_Instruções de trabalho_
A: Segundo o texto sobre as reações ao filme, por que o autor considera ingênua a preocupação da crítica? Responda em uma a três frases.
B: Dê continuidade ao texto sobre as reações ao filme a partir da última frase apresentada.

_Página_
┄┄┄┄┄┄┄┄┄┄┄┄┄┄┄┄┄┄┄┄
A impressão é de que a preocupação da crítica está direcionada a um grupo específico de espectador. Parecem temer do que alguns possa pensar sobre o filme. Por acreditarem que o filme faz uma apologia dos métodos truculentos da polícia, temem que as pessoas achem justificável esse tipo de comportamento.É uma ingenuidade, pois o diretor não toma partido ao narrar os fatos.
O filme despertou e desperta ainda, vários
tipos de reações:
1)-Há desde aqueles que vibram com cada ação do
capitão Nascimento e seus comandados.
2)-Há os que rejeitam esse modo de agir.
3)-E há também aqueles que ficam atônitos
depois do filme sem saber o que pensar.
┄┄┄┄┄┄┄┄┄┄┄┄┄┄┄┄┄┄┄┄
_Linhas de dados_

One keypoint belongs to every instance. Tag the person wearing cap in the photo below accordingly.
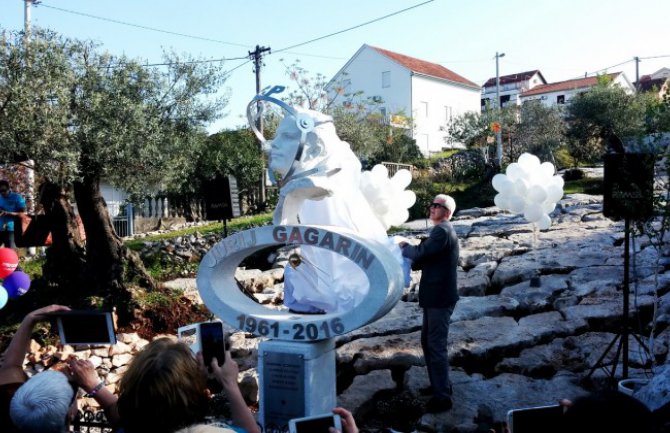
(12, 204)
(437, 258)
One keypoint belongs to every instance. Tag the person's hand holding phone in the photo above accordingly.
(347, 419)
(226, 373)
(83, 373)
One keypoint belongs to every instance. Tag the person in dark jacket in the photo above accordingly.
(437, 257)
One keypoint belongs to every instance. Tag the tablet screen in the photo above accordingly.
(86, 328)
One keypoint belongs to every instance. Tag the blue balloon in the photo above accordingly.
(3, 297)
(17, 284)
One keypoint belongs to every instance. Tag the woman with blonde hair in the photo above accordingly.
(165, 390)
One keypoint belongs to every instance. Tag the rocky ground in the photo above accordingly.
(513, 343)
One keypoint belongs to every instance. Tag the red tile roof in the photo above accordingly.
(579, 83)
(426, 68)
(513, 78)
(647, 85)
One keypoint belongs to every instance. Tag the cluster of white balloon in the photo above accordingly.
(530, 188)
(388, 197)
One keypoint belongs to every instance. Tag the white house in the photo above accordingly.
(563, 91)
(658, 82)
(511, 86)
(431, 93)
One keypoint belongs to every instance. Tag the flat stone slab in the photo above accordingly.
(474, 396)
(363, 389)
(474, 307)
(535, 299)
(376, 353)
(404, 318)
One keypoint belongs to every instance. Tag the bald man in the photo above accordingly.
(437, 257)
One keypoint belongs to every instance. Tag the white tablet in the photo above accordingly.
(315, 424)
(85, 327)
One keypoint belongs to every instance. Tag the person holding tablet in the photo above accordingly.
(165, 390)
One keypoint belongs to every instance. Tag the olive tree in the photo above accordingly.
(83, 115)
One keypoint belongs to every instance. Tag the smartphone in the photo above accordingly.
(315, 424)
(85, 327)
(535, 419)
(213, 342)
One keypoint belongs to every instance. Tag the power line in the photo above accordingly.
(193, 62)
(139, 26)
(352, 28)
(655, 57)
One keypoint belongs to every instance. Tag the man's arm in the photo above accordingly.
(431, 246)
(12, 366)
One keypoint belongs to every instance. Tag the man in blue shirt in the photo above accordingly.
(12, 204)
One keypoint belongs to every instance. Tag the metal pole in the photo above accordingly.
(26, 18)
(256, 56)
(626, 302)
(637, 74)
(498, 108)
┄┄┄┄┄┄┄┄┄┄┄┄┄┄┄┄┄┄┄┄
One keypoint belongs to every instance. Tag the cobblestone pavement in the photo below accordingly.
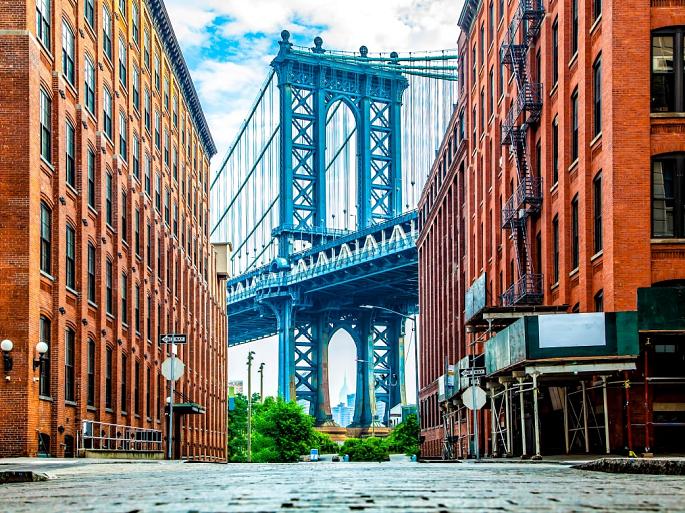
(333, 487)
┄┄┄┄┄┄┄┄┄┄┄┄┄┄┄┄┄┄┄┄
_Respostas dos exercícios_
A: O autor a considera ingênua porque o diretor não toma partido ao narrar os fatos. A crítica teme que as pessoas achem justificáveis os métodos truculentos da polícia, por acreditar que o filme faz apologia deles.

B:
É preciso ter em conta, também, que o filme é uma obra de ficção. Embora se apresente diante de nós como um filme sobre a realidade da polícia e do tráfico de drogas, o filme é realmente um obra de arte que marcou o cinema e a cultura nacional; tem um enredo e uma história muito bem construída. Nada no filme é aleatório. Cada cena ou fala tem um sentido. Um filme realmente de pura ficção está muito mais preocupado com os efeitos dramáticos e com a construção da trama, do que com a realidade sociológica. Porém, mais verdadeira que seja, a obra de arte é sempre uma abstração da realidade. O diretor, ao contar sua história, tem que lidar com o impacto das imagens. O próprio José Padilha, em entrevista para o programa Roda Viva da TV Cultura de São Paulo, disse que:
“O diretor é obrigado a
simplificar a realidade. Acabam sendo construídas verdadeiras caricaturas, ou,
como diria Weber, tipos ideais de atores sociais. São personagens que têm o
peso de representar um grupo social amplo e complexo”.
Os policias militares comuns no filme são vistos como extremamente corruptos e incompetentes; já os policiais do Bope são íntegros, porém violentos; e a elite cultural é bem intencionada, porém alienada e comprometida com o tráfico.Para efeitos dramáticos, essas características se encaixam perfeitamente na trama, mas não se pode dizer que sejam um espelho, ou recorte dos cidadãos reais.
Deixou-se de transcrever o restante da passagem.